╭─ Raw data

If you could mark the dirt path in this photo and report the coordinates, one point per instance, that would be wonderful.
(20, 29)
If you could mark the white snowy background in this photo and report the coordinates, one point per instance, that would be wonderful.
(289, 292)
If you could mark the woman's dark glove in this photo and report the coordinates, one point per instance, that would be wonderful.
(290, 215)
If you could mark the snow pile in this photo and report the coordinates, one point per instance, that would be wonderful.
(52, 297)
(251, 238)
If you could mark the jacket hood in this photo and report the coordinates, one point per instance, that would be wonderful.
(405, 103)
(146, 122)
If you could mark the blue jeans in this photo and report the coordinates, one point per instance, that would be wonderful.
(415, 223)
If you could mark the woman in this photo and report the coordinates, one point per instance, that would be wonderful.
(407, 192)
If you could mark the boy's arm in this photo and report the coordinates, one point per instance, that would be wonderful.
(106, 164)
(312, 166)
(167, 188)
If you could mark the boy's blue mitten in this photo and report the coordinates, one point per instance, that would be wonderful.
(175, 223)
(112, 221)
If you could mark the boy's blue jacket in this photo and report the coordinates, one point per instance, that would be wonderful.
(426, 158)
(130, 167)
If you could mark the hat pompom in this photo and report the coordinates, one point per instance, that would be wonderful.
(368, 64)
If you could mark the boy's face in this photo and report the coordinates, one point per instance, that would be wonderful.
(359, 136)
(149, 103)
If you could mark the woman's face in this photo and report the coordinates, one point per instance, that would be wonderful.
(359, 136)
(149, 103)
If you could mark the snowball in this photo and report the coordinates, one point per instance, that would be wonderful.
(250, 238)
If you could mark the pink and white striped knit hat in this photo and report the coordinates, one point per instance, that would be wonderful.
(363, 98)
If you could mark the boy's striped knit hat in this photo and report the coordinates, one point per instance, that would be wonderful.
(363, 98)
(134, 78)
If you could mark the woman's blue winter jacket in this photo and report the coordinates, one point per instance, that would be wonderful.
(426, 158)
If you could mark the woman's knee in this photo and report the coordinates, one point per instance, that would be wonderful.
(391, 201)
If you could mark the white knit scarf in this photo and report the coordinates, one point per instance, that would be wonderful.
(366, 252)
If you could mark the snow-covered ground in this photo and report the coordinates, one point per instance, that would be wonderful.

╰─

Task description
Your task is to output exactly the lines running from the one with "If you could mark the woman's blue" through the final line of the material above, with both ends included.

Exercise output
If you could mark the woman's blue winter jacket in this photo and report the coordinates, one point per instance, that would be wonderful.
(426, 158)
If you could mark the woman's knee in this photo and report the coordinates, one point per instance, that would be wonderful.
(391, 201)
If you could mark the white knit scarf in this photo and report the coordinates, one point per instance, that would be wonderful.
(366, 252)
If you could mark the snow-covered ground in this photo and report the coordinates, one point per instance, that would be wonderful.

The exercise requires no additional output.